● EXCERPT
_ _ _ _ _ _ _

# Green Upgrade for House with Ceiling Heat



## basjer12 (Mar 13, 2014)

The 1970's must have been a great time of cheap energy. Otherwise, why else would you but your heating elements IN THE CEILING?

Anyway, I own a house in Eugene OR with this same probelm. This past winter, bills got as high as $500 for heating. :laughing:

The house only has one ceiling fan and no vents. I'm im interested in something that would lower my heating costs but am kind of at a loss here.

Help?

Spaceheaters? Floor Heat?

thanks


----------



## Oso954 (Jun 23, 2012)

I would start by checking insulation levels in the exterior walls and ceilings. Some of the homes in mild climates did not have wall insulation during the 70's. Their ceiling insulation may also be marginal. In the case of blown in insulation, it compresses over time.

What about your windows ? Are they single pane or have they been replaced with double pane ? 

Any drafts around windows, doors, electrical switches, receptacles or fixtures, plumbing, or baseboards ? Caulking, foam, weather stripping can cure these.

Keeping the heat in the house will cut down on the expense of heating it.


----------



## basjer12 (Mar 13, 2014)

Windows are relatively new, double pane (~5 yrs old). Insulation I'm guessing is the blown in type. I'm assuming this because the ceiling in the garage uses that type.
Say I wanted to check the condition of the insulation in the walls/ceiling, what would i look for?

I'm looking forward to a fun summer project and was looking into something like this 
(Insert link to a reinsulating guide)
.... thoughts?

I would also be looking at ceiling insulation. Would it be silly to use regular insulation there if I was planning the blown in type for the walls? I'm assuming the new, panel type, would have a better r value.


----------



## SPS-1 (Oct 21, 2008)

basjer12 said:


> Insulation I'm guessing is the blown in type.


 I'm guessing there is not much anybody can suggest until you climb up your attic and find out for sure what type of insulation you have over your ceiling, and how deep it is.


----------



## Windows on Wash (Aug 30, 2011)

SPS-1 said:


> I'm guessing there is not much anybody can suggest until you climb up your attic and find out for sure what type of insulation you have over your ceiling, and how deep it is.


:thumbsup:

+1


----------



## beenthere (Oct 11, 2008)

Increasing ceiling insulation will probably help some.

Are you maintaining a constant temp in all rooms of the house, or just some of the rooms?


----------

_ _ _ _ _ _ _

● STATED PROBLEM 1
Give the username of each person who posted in the ceiling heat thread, naming each one only once.
● STATED PROBLEM 2
Transcribe the passage of the ceiling heat thread from "I would also" to "(Oct 21, 2008)" word for word.

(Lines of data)

_ _ _ _ _ _ _

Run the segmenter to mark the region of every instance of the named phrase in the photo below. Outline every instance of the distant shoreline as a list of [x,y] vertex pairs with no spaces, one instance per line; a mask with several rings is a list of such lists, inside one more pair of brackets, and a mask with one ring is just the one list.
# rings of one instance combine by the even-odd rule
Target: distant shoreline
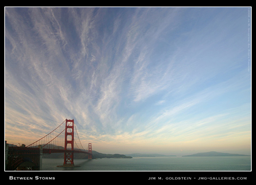
[[216,152],[197,153],[192,155],[184,155],[182,157],[232,157],[232,156],[250,156],[248,155],[238,154],[229,153],[222,153]]

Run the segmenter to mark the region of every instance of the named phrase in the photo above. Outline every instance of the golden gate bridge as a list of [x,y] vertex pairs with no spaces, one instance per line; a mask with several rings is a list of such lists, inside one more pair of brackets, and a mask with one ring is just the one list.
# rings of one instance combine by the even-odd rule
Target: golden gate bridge
[[79,166],[74,164],[74,153],[85,153],[89,159],[93,157],[92,144],[88,143],[85,150],[74,120],[66,119],[51,132],[27,146],[9,146],[6,141],[6,170],[41,170],[43,154],[52,153],[64,153],[63,165],[57,167]]

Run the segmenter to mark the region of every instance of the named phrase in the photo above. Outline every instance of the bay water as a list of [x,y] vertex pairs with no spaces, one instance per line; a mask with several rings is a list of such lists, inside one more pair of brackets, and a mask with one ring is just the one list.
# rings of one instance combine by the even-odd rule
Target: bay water
[[250,171],[251,157],[161,157],[74,159],[76,167],[58,167],[63,159],[43,159],[42,171]]

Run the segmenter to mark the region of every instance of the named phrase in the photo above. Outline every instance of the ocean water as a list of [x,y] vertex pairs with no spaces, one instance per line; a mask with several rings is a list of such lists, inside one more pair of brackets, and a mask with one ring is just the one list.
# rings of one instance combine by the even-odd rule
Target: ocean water
[[58,167],[63,159],[43,159],[42,171],[250,171],[251,157],[164,157],[74,159],[77,167]]

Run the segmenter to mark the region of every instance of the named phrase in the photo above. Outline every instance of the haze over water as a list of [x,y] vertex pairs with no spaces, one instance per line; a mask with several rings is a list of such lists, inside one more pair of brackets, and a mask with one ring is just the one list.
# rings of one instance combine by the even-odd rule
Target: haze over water
[[28,145],[67,119],[104,153],[250,155],[250,7],[6,7],[5,140]]

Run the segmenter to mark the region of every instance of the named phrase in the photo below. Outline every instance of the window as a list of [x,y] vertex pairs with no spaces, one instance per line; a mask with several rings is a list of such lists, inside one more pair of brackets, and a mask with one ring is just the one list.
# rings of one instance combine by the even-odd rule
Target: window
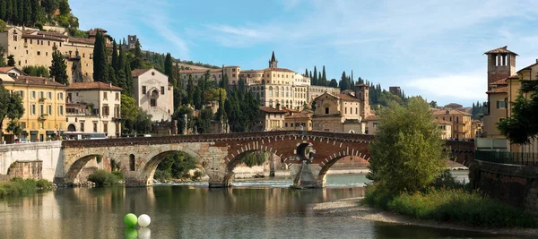
[[506,101],[497,101],[497,108],[506,108],[507,102]]
[[129,169],[131,169],[131,171],[136,170],[136,165],[134,163],[134,155],[129,155]]

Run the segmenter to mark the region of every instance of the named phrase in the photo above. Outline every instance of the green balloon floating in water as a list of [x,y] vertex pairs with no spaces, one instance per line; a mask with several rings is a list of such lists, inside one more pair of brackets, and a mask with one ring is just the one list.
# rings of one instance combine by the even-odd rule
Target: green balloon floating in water
[[133,227],[138,223],[138,218],[136,218],[136,215],[129,213],[126,215],[126,218],[124,218],[124,223],[128,227]]

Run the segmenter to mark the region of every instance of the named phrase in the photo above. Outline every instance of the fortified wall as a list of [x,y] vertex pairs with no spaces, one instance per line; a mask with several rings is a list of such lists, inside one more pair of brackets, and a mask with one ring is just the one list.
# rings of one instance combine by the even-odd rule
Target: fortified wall
[[474,188],[538,215],[538,166],[475,162],[470,175]]

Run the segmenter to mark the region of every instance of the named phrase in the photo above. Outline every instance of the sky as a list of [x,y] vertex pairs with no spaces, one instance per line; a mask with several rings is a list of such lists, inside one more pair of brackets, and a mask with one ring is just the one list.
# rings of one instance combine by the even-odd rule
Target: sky
[[75,0],[80,29],[102,28],[143,49],[243,70],[268,66],[327,78],[353,72],[438,105],[486,101],[484,52],[508,46],[516,69],[538,58],[535,9],[522,1]]

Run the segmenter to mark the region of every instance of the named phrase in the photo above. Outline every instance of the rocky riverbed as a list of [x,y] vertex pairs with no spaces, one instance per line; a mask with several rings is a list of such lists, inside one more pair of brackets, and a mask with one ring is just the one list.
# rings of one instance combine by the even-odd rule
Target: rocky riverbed
[[435,228],[447,228],[453,230],[476,231],[490,234],[518,235],[538,236],[535,228],[487,228],[468,226],[451,223],[439,223],[437,221],[418,220],[393,212],[373,209],[360,205],[362,198],[344,199],[329,202],[311,204],[310,209],[318,215],[326,217],[349,217],[358,220],[373,220],[387,223],[414,225]]

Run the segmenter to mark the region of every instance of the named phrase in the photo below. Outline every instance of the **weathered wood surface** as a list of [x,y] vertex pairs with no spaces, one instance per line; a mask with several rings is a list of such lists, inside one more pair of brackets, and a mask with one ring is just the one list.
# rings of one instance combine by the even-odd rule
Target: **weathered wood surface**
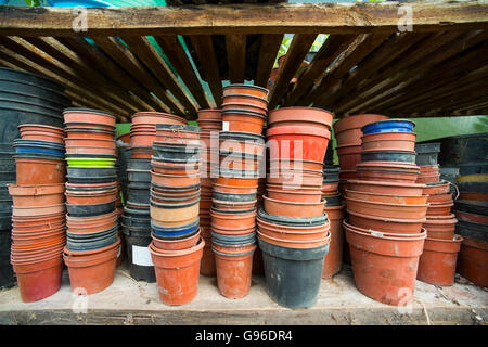
[[88,31],[76,33],[68,8],[0,7],[0,35],[115,36],[203,34],[394,33],[411,9],[414,31],[488,28],[486,1],[283,3],[87,9]]

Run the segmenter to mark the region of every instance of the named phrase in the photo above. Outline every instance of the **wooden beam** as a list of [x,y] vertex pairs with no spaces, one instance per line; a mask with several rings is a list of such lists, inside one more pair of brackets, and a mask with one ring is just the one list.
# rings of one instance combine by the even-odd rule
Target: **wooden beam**
[[288,91],[290,80],[295,76],[297,69],[304,63],[304,59],[310,51],[310,47],[316,38],[316,34],[296,34],[293,37],[283,65],[278,74],[274,87],[269,95],[268,110],[273,110]]
[[[0,35],[116,36],[213,34],[359,34],[398,30],[406,5],[380,3],[205,4],[87,9],[76,33],[68,8],[0,7]],[[414,31],[487,28],[485,1],[411,2]]]
[[154,37],[154,39],[166,54],[178,75],[180,75],[188,89],[190,89],[200,107],[213,108],[213,105],[205,94],[202,83],[200,82],[196,72],[190,62],[190,57],[187,52],[184,52],[178,36],[162,35]]
[[246,36],[243,34],[226,35],[227,62],[231,83],[243,83],[246,67]]
[[192,35],[190,37],[196,56],[210,87],[215,104],[220,107],[222,104],[222,81],[220,79],[219,64],[215,54],[214,42],[209,35]]
[[259,57],[254,83],[260,87],[267,87],[268,80],[277,60],[278,51],[283,41],[283,34],[265,34],[261,36],[259,47]]

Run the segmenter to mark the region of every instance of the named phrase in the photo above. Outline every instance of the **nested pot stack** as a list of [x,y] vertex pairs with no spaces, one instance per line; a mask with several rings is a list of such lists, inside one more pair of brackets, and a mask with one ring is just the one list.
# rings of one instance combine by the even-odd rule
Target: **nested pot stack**
[[211,174],[218,176],[219,167],[219,132],[222,130],[221,110],[200,110],[198,126],[201,128],[200,140],[202,144],[202,176],[200,200],[200,228],[202,239],[205,241],[200,273],[215,275],[215,256],[211,250],[211,196],[214,180]]
[[205,241],[200,228],[200,127],[156,125],[151,160],[149,245],[160,300],[184,305],[198,288]]
[[[62,128],[49,127],[56,137],[50,141],[54,139],[43,137],[44,126],[26,127],[36,133],[15,140],[17,183],[8,188],[13,203],[11,264],[22,300],[31,303],[51,296],[61,285],[66,244],[65,150]],[[20,126],[21,133],[26,127]]]
[[68,163],[63,258],[72,291],[93,294],[112,284],[120,258],[116,118],[90,108],[66,108],[63,114]]
[[322,191],[332,118],[330,112],[312,107],[269,113],[270,167],[257,233],[268,294],[284,307],[311,307],[317,301],[331,242],[328,197],[322,195],[331,203],[338,197],[333,167],[325,167],[332,187]]
[[218,178],[213,182],[211,250],[219,293],[248,294],[251,277],[261,268],[256,245],[259,178],[265,176],[264,124],[268,90],[229,85],[223,90]]
[[[413,297],[426,230],[427,195],[415,183],[414,124],[387,119],[362,127],[359,179],[347,181],[344,221],[358,290],[388,305]],[[387,273],[388,275],[385,275]]]

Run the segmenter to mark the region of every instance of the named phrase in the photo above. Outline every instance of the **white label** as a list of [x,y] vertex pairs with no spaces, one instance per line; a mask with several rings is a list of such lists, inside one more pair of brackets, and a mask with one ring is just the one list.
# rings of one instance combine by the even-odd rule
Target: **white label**
[[132,246],[132,264],[143,267],[153,267],[153,259],[147,247]]

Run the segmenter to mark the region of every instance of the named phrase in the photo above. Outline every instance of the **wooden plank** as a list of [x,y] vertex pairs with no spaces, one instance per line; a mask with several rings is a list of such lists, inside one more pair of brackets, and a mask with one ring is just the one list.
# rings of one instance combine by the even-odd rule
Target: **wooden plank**
[[290,80],[300,67],[316,38],[316,34],[296,34],[293,37],[292,43],[290,43],[288,51],[286,52],[286,57],[269,95],[269,110],[273,110],[288,91]]
[[267,87],[268,80],[277,60],[278,51],[283,41],[283,34],[265,34],[261,36],[259,47],[259,57],[254,83],[260,87]]
[[246,66],[246,36],[244,34],[226,35],[227,62],[231,83],[243,83]]
[[211,105],[210,101],[205,94],[202,83],[196,76],[196,72],[194,70],[190,62],[190,57],[188,56],[187,52],[184,52],[183,47],[178,40],[178,36],[162,35],[156,36],[155,40],[168,57],[172,67],[177,70],[178,75],[180,75],[188,89],[190,89],[190,91],[192,92],[200,107],[213,108],[214,105]]
[[[66,8],[0,7],[0,35],[213,35],[359,34],[398,30],[398,2],[205,4],[87,9],[88,31],[76,33],[77,15]],[[488,27],[485,1],[411,2],[412,29]]]
[[[172,99],[160,85],[160,82],[147,70],[147,68],[137,59],[137,56],[125,47],[117,38],[95,37],[97,46],[108,56],[125,68],[134,79],[144,83],[152,93],[159,100],[162,108],[170,113],[172,110],[183,110],[181,105],[174,104]],[[182,114],[182,111],[181,111]]]
[[127,46],[138,55],[139,59],[152,70],[171,94],[185,107],[183,111],[188,115],[196,115],[198,106],[192,101],[191,97],[184,91],[183,86],[172,74],[169,66],[157,53],[146,37],[123,37]]
[[307,69],[300,75],[284,105],[293,106],[309,91],[313,82],[324,74],[326,67],[357,38],[356,35],[331,35],[317,52]]
[[202,65],[211,95],[217,107],[222,104],[222,81],[220,79],[219,65],[215,54],[214,42],[209,35],[192,35],[190,37],[196,56]]

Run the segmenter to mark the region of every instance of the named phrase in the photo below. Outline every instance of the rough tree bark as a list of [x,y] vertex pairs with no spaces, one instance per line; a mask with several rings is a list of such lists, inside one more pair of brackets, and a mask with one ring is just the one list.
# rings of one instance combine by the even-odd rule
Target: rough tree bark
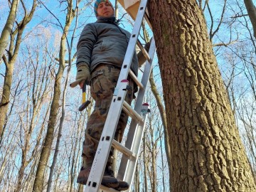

_ _ _ _ _ _ _

● FINISHED ANSWER 1
basjer12
Oso954
SPS-1
Windows on Wash
beenthere

● FINISHED ANSWER 2
I would also be looking at ceiling insulation. Would it be silly to use regular insulation there if I was planning the blown in type for the walls? I'm assuming the new, panel type, would have a better r value.


----------



## SPS-1 (Oct 21, 2008)